Try it> According to the passage on nicotinic receptor binding, what structural absence in the CD fragments was detrimental to affinity for the α4β2 subtype?

Document passage>
☆ ☆ ☆ ☆ ☆ ☆ ☆

The binding properties of two synthesized CD fragments (compounds 9 and 26) were characterized in a [3H]-epibatidine binding assay using membranes from HEK293 cells stably expressing the rat heteromeric nAChR subtypes α4β2, α4β4 and α3β4 as previously described [10,26]. The pharmacological evaluation of the CD fragments revealed that the absence of the methoxy group in the A ring was detrimental to the affinity for the α4β2 nAChR subtype as depicted in Figure 2 (see Supporting Information File 1 for assay details). This contrasts our recent results obtained for the AB fragments which retained the affinity comparable to the parent natural product (DHβE), and indicates that the Balle’s pharmacophore model is the best description of the key binding interactions of DHβE to α4β2, provided that the AB and CD fragments bind similar to DHβE in the active site. This is further supported by Wildeboer’s study from 2005 who reported a much lower affinity of desmethoxy-βE compared to the parent DHβE .

☆ ☆ ☆ ☆ ☆ ☆ ☆

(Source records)
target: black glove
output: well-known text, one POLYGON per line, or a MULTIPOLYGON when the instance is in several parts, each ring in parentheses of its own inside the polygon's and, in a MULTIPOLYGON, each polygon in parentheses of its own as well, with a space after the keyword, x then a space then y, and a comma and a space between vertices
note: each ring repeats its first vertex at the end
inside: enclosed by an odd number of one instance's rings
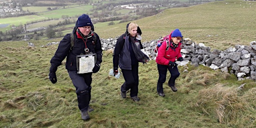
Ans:
POLYGON ((173 62, 172 61, 170 61, 169 64, 168 64, 168 66, 176 66, 176 65, 177 65, 177 64, 176 64, 176 62, 173 62))
POLYGON ((178 58, 178 61, 182 62, 182 61, 184 61, 184 60, 183 60, 183 58, 182 57, 180 57, 180 58, 178 58))
POLYGON ((55 84, 57 82, 57 77, 56 76, 56 73, 50 72, 49 74, 49 80, 52 84, 55 84))
POLYGON ((116 70, 116 68, 114 68, 113 72, 114 73, 114 76, 115 76, 116 74, 118 73, 118 70, 116 70))
POLYGON ((100 64, 96 64, 92 69, 92 72, 96 73, 98 72, 100 70, 100 64))

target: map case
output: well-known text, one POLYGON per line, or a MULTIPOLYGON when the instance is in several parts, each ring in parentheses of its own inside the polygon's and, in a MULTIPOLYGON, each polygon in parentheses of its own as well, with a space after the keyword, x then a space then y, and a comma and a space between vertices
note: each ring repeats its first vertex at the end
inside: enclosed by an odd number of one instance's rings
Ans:
POLYGON ((92 72, 96 59, 96 54, 76 56, 76 68, 78 74, 92 72))

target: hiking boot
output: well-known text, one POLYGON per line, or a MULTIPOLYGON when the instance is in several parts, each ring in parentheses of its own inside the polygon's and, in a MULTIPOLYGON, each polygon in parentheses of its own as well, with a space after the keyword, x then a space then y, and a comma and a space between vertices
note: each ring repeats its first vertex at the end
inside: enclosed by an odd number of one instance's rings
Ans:
POLYGON ((166 95, 164 94, 164 92, 162 92, 162 93, 160 92, 160 92, 158 92, 158 94, 159 94, 159 96, 166 96, 166 95))
POLYGON ((170 86, 170 87, 173 92, 177 92, 177 88, 176 88, 176 87, 175 87, 175 86, 170 86))
POLYGON ((90 112, 94 110, 94 109, 92 108, 90 106, 89 107, 88 107, 88 112, 90 112))
POLYGON ((134 96, 132 97, 132 100, 134 100, 134 102, 138 102, 140 100, 140 98, 138 98, 138 96, 134 96))
POLYGON ((82 120, 88 120, 90 119, 90 116, 89 116, 89 114, 87 110, 84 112, 81 111, 81 116, 82 120))
MULTIPOLYGON (((121 86, 121 88, 122 88, 122 87, 121 86)), ((120 92, 121 92, 121 93, 120 93, 120 94, 121 94, 121 96, 122 96, 122 98, 126 98, 126 92, 122 92, 122 90, 121 90, 120 91, 120 92)))

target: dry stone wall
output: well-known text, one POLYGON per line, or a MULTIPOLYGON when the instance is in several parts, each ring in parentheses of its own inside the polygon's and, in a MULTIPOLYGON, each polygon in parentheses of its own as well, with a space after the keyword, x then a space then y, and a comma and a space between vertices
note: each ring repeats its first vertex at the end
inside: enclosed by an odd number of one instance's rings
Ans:
MULTIPOLYGON (((102 50, 114 50, 118 38, 101 38, 102 50)), ((152 59, 156 59, 154 52, 158 40, 142 42, 144 51, 152 59)), ((207 66, 213 70, 220 69, 222 72, 235 74, 238 80, 246 78, 256 80, 256 42, 252 42, 250 46, 236 45, 224 51, 211 50, 204 44, 197 44, 190 38, 183 42, 182 54, 184 60, 188 60, 190 64, 207 66)))

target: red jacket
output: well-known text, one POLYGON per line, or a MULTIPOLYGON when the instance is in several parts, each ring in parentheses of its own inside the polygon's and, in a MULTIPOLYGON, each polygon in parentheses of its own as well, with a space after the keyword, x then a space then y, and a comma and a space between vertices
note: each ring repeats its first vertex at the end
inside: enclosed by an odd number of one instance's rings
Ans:
POLYGON ((156 60, 158 64, 167 66, 169 64, 170 61, 174 62, 176 58, 182 57, 180 54, 182 44, 180 42, 178 46, 174 48, 170 42, 171 34, 172 33, 169 35, 170 48, 168 50, 166 50, 166 42, 163 42, 158 49, 158 54, 156 60))

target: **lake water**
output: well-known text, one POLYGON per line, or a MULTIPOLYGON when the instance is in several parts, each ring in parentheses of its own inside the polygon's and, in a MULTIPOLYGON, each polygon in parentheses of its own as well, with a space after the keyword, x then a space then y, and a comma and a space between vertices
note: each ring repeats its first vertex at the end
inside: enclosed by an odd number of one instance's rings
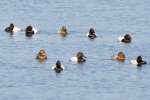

☆ ☆ ☆ ☆ ☆ ☆ ☆

Reply> The absence of the methoxy group in the A ring.